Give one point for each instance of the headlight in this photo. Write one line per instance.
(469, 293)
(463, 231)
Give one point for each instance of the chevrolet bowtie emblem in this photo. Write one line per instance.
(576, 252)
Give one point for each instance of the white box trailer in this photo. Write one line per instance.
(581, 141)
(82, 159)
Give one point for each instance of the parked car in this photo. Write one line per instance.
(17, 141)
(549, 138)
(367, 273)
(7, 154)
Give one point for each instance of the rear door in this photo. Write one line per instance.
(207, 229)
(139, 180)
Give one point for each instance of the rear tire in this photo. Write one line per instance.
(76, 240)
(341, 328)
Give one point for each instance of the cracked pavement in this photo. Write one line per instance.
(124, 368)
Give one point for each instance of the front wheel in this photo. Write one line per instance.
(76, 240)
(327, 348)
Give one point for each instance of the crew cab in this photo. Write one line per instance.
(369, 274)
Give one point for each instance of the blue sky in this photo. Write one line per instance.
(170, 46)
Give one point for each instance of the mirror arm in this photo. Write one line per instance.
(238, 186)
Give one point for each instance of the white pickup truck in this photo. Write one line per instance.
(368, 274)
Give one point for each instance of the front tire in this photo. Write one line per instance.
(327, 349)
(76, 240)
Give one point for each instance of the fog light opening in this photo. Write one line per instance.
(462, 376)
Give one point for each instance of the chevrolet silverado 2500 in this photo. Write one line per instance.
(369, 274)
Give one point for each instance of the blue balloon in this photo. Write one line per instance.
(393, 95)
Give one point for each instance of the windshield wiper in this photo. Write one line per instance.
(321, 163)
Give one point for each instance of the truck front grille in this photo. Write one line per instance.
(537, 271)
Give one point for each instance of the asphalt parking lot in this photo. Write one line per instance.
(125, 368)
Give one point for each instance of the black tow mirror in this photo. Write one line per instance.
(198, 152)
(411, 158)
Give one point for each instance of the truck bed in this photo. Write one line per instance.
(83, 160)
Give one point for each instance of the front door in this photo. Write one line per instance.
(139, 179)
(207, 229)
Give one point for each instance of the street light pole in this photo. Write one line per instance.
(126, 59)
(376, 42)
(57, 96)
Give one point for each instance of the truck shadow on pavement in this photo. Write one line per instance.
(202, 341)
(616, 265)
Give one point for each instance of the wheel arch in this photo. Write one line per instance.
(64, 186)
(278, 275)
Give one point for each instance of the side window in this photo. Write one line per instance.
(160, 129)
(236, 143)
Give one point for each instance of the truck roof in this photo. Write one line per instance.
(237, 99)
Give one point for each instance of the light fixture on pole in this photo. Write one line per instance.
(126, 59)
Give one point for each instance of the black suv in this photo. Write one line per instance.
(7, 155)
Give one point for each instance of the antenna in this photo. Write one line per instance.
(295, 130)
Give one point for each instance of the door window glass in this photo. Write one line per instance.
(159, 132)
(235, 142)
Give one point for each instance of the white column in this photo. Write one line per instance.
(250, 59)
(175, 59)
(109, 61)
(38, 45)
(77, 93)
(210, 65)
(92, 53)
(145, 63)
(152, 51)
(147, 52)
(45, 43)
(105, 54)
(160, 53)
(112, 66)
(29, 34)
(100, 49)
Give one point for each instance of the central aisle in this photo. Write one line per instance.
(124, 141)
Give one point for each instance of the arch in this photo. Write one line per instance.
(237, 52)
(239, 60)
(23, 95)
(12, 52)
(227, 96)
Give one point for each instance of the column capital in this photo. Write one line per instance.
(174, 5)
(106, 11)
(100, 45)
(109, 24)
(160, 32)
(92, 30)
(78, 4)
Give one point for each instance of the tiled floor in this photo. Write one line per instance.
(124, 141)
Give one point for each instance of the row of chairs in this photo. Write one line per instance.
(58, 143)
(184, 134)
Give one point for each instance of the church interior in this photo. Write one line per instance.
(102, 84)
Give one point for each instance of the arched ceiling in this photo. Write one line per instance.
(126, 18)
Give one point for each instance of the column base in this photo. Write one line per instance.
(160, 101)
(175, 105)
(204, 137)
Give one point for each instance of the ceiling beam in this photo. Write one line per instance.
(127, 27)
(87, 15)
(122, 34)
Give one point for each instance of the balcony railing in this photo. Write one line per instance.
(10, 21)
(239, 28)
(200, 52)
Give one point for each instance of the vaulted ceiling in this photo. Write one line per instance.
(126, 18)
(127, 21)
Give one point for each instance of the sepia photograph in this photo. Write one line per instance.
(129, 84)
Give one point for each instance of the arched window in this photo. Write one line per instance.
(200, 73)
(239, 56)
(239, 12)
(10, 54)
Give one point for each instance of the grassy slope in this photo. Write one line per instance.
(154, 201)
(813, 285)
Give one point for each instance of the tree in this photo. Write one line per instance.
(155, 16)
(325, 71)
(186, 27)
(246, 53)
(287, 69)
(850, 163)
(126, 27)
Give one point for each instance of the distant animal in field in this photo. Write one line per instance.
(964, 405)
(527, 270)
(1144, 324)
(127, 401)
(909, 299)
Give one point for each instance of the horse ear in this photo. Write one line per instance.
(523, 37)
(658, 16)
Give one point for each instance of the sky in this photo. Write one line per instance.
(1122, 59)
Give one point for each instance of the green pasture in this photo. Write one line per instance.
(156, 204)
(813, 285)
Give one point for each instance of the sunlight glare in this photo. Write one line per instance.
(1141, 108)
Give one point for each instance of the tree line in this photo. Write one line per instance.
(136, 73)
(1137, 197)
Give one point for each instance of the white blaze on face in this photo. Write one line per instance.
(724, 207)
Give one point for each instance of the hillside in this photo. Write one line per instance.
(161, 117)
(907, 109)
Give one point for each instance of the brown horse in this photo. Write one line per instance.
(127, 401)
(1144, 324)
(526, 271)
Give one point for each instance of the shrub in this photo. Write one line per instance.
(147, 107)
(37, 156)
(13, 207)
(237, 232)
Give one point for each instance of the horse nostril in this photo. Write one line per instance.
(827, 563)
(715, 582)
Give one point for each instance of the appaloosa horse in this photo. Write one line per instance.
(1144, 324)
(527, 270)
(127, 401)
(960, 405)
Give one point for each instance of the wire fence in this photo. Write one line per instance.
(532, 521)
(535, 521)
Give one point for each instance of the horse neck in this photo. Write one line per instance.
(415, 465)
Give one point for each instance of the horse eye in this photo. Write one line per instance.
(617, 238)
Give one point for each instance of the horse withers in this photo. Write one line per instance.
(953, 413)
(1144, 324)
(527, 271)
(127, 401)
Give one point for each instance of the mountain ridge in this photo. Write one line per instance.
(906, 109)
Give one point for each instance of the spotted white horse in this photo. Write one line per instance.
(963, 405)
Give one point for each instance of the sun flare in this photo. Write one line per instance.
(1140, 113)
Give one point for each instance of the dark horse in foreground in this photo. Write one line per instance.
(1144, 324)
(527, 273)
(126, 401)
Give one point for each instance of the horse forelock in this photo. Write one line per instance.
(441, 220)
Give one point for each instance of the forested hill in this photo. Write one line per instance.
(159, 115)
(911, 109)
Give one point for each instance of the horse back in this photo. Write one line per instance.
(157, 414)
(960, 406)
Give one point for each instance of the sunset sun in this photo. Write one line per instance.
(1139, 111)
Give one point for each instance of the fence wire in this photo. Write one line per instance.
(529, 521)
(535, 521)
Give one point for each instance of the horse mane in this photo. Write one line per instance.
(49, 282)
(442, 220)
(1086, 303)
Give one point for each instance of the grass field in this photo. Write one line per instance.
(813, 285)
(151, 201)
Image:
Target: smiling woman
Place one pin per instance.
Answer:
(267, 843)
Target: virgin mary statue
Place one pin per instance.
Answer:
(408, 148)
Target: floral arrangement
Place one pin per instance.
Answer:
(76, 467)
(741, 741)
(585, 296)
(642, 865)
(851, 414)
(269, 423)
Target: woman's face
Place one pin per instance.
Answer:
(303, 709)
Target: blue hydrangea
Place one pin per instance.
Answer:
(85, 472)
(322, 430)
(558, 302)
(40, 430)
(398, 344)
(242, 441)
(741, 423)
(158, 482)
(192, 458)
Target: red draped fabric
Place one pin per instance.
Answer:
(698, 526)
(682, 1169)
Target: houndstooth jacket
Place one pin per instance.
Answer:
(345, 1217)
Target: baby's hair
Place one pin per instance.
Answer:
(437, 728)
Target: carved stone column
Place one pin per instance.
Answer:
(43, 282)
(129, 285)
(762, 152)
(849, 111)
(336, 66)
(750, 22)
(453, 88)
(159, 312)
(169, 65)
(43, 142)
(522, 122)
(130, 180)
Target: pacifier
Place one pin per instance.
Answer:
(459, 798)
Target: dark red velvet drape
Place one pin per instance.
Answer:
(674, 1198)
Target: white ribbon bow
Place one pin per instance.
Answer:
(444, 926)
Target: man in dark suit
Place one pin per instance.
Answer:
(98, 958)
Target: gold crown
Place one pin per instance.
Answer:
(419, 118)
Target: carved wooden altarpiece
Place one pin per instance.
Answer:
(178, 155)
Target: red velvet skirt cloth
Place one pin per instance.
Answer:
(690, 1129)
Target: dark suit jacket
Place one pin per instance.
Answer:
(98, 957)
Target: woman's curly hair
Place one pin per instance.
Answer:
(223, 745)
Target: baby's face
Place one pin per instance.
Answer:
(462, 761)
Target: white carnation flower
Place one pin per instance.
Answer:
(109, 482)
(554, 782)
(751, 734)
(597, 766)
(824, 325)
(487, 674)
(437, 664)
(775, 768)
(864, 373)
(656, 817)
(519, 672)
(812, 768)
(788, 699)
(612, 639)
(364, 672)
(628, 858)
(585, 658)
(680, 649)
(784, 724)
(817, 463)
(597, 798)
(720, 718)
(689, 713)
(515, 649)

* GIVEN EXERCISE *
Produce an exact repeat of the lines from the one containing "Target: carved stone column" through the last line of the data, and nothing more.

* EXERCISE ANSWER *
Target: carved stone column
Place one pin per instance.
Answer:
(43, 282)
(129, 285)
(762, 152)
(849, 111)
(336, 66)
(750, 22)
(453, 88)
(159, 312)
(169, 65)
(43, 142)
(522, 122)
(130, 180)
Target: pacifier
Place one pin per instance.
Answer:
(459, 798)
Target: dark red velvet drape
Place one pin per instance.
Answer:
(674, 1198)
Target: white ribbon bow
Place one pin per instance.
Answer:
(444, 926)
Target: man in dark suit
Place one pin per instance.
Answer:
(98, 958)
Target: gold crown
Place one pin per instance.
Answer:
(419, 118)
Target: carved wooden altarpiece
Place one pin per instance.
Answer:
(178, 155)
Target: red velvet skirt cloth
Place one pin per instance.
Answer:
(690, 1129)
Target: dark suit jacket
Place one pin per instance.
Answer:
(98, 957)
Target: woman's curly hair
Place one pin per instance.
Answer:
(223, 745)
Target: baby's face
Place one pin per instance.
Answer:
(462, 761)
Target: white carnation flower
Place one pin per instance.
Answer:
(109, 482)
(554, 782)
(751, 734)
(597, 766)
(824, 325)
(487, 674)
(437, 664)
(775, 768)
(864, 373)
(656, 817)
(519, 672)
(812, 768)
(788, 699)
(612, 639)
(364, 672)
(628, 858)
(585, 658)
(680, 649)
(784, 724)
(817, 463)
(597, 798)
(720, 718)
(689, 713)
(515, 649)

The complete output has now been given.